Items listed in a dataset
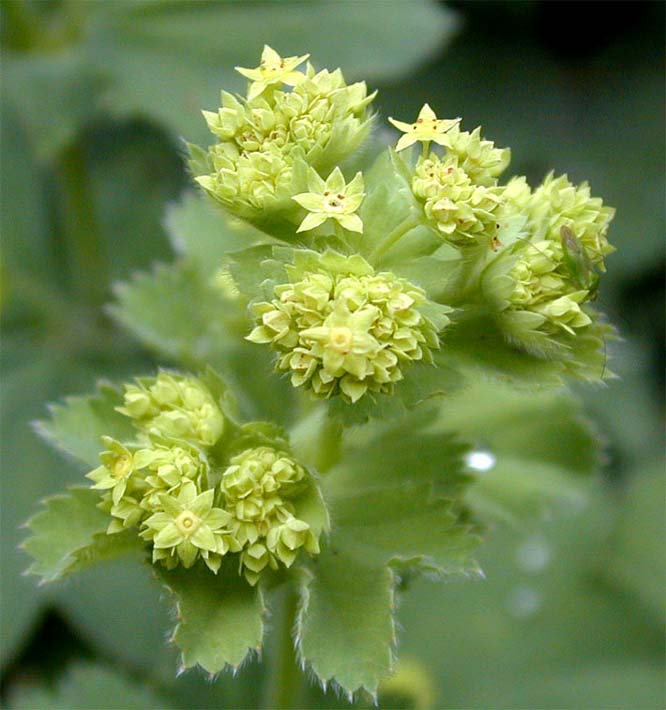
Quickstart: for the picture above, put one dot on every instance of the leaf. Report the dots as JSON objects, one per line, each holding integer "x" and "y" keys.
{"x": 142, "y": 43}
{"x": 71, "y": 534}
{"x": 176, "y": 313}
{"x": 55, "y": 94}
{"x": 220, "y": 617}
{"x": 392, "y": 456}
{"x": 84, "y": 687}
{"x": 402, "y": 525}
{"x": 537, "y": 448}
{"x": 636, "y": 550}
{"x": 346, "y": 632}
{"x": 201, "y": 231}
{"x": 77, "y": 426}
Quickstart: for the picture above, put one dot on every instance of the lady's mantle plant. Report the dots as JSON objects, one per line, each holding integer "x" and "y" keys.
{"x": 390, "y": 298}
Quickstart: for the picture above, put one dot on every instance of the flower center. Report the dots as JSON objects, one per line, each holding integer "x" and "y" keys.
{"x": 188, "y": 523}
{"x": 334, "y": 203}
{"x": 122, "y": 466}
{"x": 341, "y": 339}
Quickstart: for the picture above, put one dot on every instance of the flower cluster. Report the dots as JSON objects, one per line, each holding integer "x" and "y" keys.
{"x": 341, "y": 328}
{"x": 265, "y": 141}
{"x": 193, "y": 500}
{"x": 458, "y": 190}
{"x": 557, "y": 271}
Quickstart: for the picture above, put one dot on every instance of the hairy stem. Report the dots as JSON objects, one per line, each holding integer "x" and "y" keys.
{"x": 329, "y": 450}
{"x": 284, "y": 686}
{"x": 393, "y": 238}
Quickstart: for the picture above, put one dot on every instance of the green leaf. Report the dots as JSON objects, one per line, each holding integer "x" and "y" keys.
{"x": 85, "y": 687}
{"x": 346, "y": 631}
{"x": 174, "y": 311}
{"x": 220, "y": 617}
{"x": 636, "y": 555}
{"x": 197, "y": 47}
{"x": 71, "y": 534}
{"x": 77, "y": 426}
{"x": 389, "y": 457}
{"x": 538, "y": 448}
{"x": 402, "y": 525}
{"x": 55, "y": 93}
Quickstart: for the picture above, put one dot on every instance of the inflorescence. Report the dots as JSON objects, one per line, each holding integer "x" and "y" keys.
{"x": 193, "y": 494}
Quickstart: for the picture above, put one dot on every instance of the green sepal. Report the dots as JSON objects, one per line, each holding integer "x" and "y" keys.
{"x": 220, "y": 617}
{"x": 70, "y": 534}
{"x": 77, "y": 426}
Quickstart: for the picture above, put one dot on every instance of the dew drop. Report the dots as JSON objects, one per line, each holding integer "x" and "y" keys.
{"x": 480, "y": 460}
{"x": 523, "y": 602}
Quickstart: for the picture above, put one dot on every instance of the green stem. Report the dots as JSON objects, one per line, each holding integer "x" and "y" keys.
{"x": 395, "y": 236}
{"x": 87, "y": 262}
{"x": 284, "y": 684}
{"x": 329, "y": 450}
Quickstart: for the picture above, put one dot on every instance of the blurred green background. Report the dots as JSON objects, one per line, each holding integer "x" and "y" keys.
{"x": 95, "y": 99}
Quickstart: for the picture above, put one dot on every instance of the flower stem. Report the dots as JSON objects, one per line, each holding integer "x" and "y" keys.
{"x": 329, "y": 450}
{"x": 283, "y": 689}
{"x": 395, "y": 236}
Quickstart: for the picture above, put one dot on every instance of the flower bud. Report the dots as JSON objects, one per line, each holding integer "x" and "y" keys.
{"x": 345, "y": 330}
{"x": 174, "y": 407}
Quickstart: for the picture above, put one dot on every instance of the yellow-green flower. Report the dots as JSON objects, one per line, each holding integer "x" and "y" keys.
{"x": 273, "y": 69}
{"x": 176, "y": 407}
{"x": 341, "y": 328}
{"x": 118, "y": 466}
{"x": 332, "y": 199}
{"x": 426, "y": 128}
{"x": 187, "y": 526}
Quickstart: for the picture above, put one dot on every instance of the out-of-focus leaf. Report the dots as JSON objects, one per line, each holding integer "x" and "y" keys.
{"x": 77, "y": 426}
{"x": 118, "y": 608}
{"x": 55, "y": 94}
{"x": 85, "y": 687}
{"x": 169, "y": 60}
{"x": 26, "y": 251}
{"x": 201, "y": 231}
{"x": 70, "y": 535}
{"x": 220, "y": 617}
{"x": 346, "y": 631}
{"x": 531, "y": 450}
{"x": 542, "y": 612}
{"x": 176, "y": 313}
{"x": 637, "y": 551}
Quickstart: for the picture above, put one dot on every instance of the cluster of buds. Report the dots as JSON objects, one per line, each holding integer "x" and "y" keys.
{"x": 341, "y": 328}
{"x": 188, "y": 499}
{"x": 458, "y": 190}
{"x": 556, "y": 271}
{"x": 259, "y": 487}
{"x": 266, "y": 140}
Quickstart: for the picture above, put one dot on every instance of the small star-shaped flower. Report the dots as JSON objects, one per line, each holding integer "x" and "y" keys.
{"x": 426, "y": 128}
{"x": 273, "y": 69}
{"x": 332, "y": 199}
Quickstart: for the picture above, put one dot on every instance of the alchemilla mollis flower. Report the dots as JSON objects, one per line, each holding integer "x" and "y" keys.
{"x": 187, "y": 525}
{"x": 341, "y": 328}
{"x": 261, "y": 489}
{"x": 267, "y": 140}
{"x": 272, "y": 70}
{"x": 332, "y": 199}
{"x": 425, "y": 129}
{"x": 462, "y": 212}
{"x": 174, "y": 406}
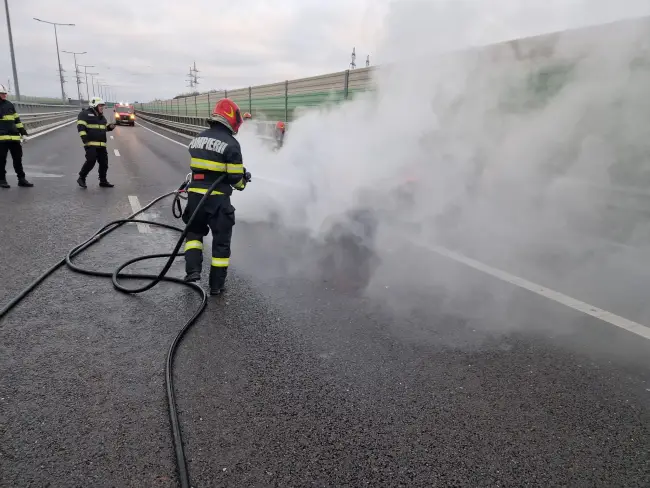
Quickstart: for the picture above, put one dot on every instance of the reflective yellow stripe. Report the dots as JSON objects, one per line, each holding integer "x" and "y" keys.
{"x": 205, "y": 164}
{"x": 232, "y": 168}
{"x": 203, "y": 191}
{"x": 220, "y": 262}
{"x": 193, "y": 245}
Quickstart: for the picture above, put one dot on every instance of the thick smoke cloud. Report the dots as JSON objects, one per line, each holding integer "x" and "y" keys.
{"x": 511, "y": 155}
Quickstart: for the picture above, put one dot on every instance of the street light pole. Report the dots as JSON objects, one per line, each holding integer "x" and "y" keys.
{"x": 58, "y": 56}
{"x": 76, "y": 68}
{"x": 92, "y": 81}
{"x": 11, "y": 49}
{"x": 86, "y": 72}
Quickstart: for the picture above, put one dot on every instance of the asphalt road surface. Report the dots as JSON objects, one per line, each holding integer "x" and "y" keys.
{"x": 296, "y": 377}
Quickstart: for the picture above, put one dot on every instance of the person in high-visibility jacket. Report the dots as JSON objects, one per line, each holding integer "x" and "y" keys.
{"x": 92, "y": 127}
{"x": 214, "y": 153}
{"x": 12, "y": 131}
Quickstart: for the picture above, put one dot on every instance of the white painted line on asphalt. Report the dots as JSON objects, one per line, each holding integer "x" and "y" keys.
{"x": 164, "y": 137}
{"x": 599, "y": 313}
{"x": 39, "y": 134}
{"x": 135, "y": 205}
{"x": 37, "y": 174}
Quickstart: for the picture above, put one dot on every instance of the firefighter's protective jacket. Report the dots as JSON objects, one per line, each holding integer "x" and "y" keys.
{"x": 92, "y": 127}
{"x": 214, "y": 152}
{"x": 11, "y": 128}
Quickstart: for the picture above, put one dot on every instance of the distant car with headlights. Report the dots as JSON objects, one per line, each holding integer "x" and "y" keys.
{"x": 124, "y": 114}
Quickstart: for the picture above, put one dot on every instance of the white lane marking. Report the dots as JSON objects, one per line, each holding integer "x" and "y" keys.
{"x": 164, "y": 137}
{"x": 39, "y": 134}
{"x": 135, "y": 205}
{"x": 599, "y": 313}
{"x": 37, "y": 174}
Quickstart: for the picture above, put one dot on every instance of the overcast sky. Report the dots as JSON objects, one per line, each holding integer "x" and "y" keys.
{"x": 143, "y": 48}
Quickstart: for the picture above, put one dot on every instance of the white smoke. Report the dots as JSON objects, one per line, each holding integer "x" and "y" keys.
{"x": 504, "y": 146}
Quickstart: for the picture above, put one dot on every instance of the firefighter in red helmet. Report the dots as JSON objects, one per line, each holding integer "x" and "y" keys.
{"x": 214, "y": 153}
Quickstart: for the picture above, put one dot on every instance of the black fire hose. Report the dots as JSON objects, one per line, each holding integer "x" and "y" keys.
{"x": 115, "y": 276}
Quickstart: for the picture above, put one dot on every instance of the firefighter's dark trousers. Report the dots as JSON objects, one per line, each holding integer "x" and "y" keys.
{"x": 16, "y": 150}
{"x": 218, "y": 216}
{"x": 95, "y": 155}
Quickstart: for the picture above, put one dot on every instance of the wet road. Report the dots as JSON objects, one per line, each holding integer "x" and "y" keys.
{"x": 295, "y": 378}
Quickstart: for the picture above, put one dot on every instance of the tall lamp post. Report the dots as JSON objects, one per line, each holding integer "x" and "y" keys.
{"x": 92, "y": 81}
{"x": 85, "y": 67}
{"x": 58, "y": 57}
{"x": 76, "y": 68}
{"x": 11, "y": 50}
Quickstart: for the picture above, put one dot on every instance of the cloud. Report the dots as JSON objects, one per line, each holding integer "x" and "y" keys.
{"x": 144, "y": 48}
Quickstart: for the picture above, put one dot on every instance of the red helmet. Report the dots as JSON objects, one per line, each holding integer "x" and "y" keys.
{"x": 227, "y": 112}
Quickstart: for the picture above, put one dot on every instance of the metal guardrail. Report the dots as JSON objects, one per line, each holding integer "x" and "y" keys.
{"x": 283, "y": 100}
{"x": 37, "y": 122}
{"x": 191, "y": 126}
{"x": 29, "y": 107}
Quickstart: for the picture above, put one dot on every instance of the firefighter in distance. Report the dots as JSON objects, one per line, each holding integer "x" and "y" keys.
{"x": 92, "y": 127}
{"x": 214, "y": 152}
{"x": 12, "y": 131}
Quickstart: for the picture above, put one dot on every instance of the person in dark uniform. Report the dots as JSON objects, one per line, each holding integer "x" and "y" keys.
{"x": 12, "y": 131}
{"x": 279, "y": 134}
{"x": 214, "y": 153}
{"x": 92, "y": 127}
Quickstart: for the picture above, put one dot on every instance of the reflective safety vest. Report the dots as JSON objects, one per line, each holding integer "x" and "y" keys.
{"x": 92, "y": 128}
{"x": 215, "y": 152}
{"x": 11, "y": 128}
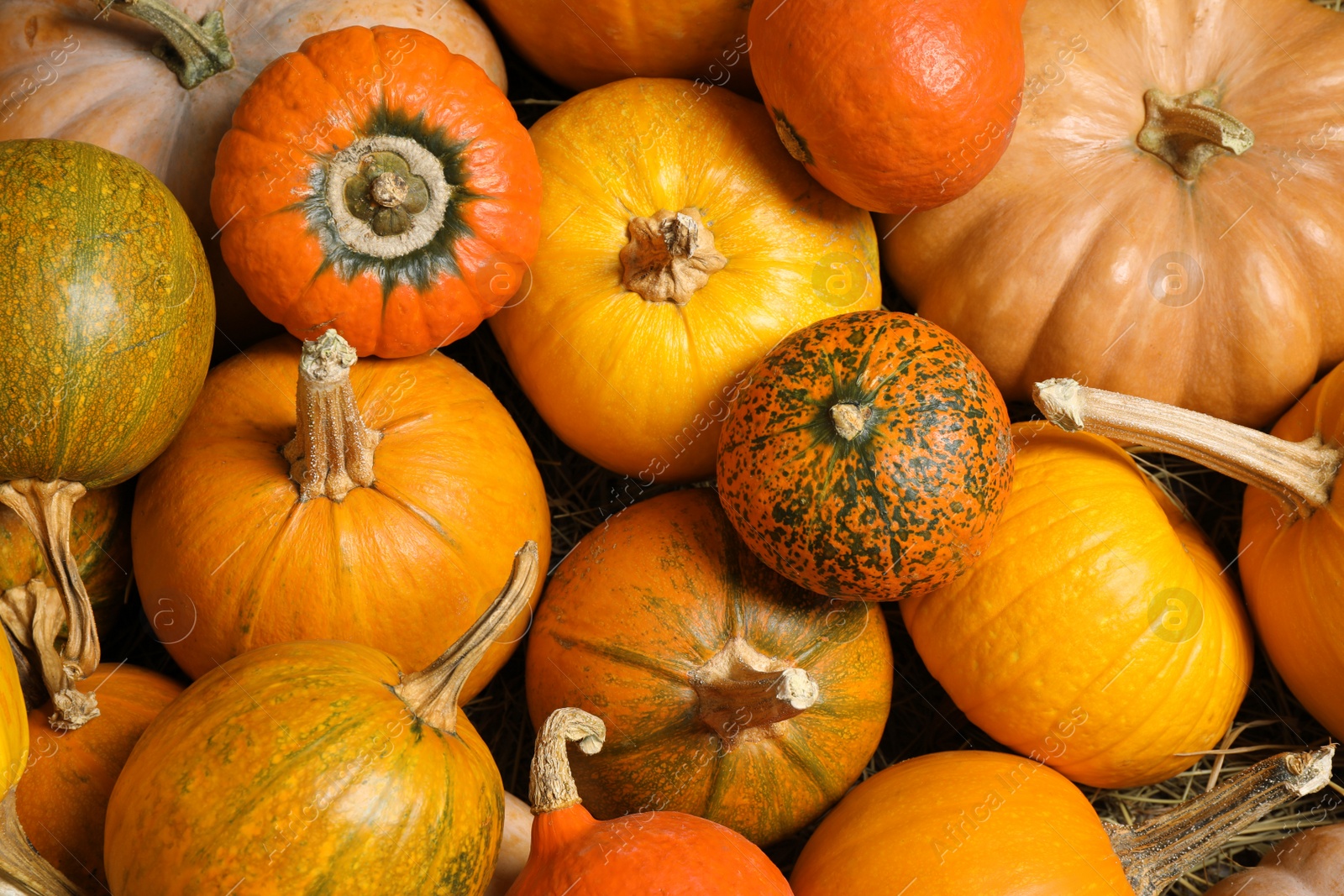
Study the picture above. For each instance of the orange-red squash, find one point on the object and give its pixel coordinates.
(651, 852)
(736, 694)
(386, 520)
(371, 183)
(867, 457)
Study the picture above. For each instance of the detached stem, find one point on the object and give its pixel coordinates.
(1299, 473)
(1158, 852)
(194, 51)
(46, 510)
(432, 694)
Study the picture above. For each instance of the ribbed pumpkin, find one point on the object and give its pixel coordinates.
(591, 43)
(1097, 631)
(682, 244)
(730, 694)
(652, 852)
(111, 344)
(318, 766)
(1292, 551)
(373, 181)
(867, 457)
(386, 520)
(998, 825)
(62, 799)
(114, 93)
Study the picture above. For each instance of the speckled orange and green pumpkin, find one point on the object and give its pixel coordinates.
(107, 313)
(867, 457)
(633, 627)
(100, 537)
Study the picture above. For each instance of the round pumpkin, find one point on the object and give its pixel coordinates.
(850, 82)
(386, 520)
(682, 244)
(391, 234)
(1307, 864)
(1292, 546)
(114, 93)
(1129, 237)
(62, 799)
(114, 336)
(591, 43)
(737, 696)
(999, 825)
(867, 457)
(654, 852)
(318, 766)
(1099, 631)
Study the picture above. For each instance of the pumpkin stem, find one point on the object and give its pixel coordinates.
(553, 782)
(1186, 132)
(42, 611)
(743, 694)
(669, 257)
(22, 869)
(1299, 473)
(432, 694)
(333, 450)
(1158, 852)
(192, 51)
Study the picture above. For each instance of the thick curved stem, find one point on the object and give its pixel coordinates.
(1300, 474)
(1186, 132)
(432, 694)
(333, 450)
(46, 510)
(669, 257)
(194, 51)
(1158, 852)
(743, 694)
(553, 782)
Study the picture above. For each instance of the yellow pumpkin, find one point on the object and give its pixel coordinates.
(679, 244)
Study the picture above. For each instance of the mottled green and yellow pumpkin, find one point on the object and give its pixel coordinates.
(107, 308)
(730, 694)
(318, 768)
(867, 457)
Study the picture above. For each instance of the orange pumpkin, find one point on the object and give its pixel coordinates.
(78, 70)
(867, 457)
(998, 825)
(62, 799)
(391, 230)
(1133, 234)
(850, 82)
(736, 694)
(652, 852)
(1292, 551)
(1099, 631)
(385, 521)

[TASK GOAL] Exactly the lines from the one with "orange pumpkin, find" through the end of the entries, both included, should be written out, and no others.

[EXERCISE OUTPUT]
Study the picture above. For each instance of the orange pumpkin, find one point on the object and give its pixel coordinates.
(78, 70)
(867, 457)
(998, 825)
(62, 799)
(391, 230)
(1133, 234)
(850, 82)
(736, 694)
(652, 852)
(1292, 551)
(1099, 631)
(385, 521)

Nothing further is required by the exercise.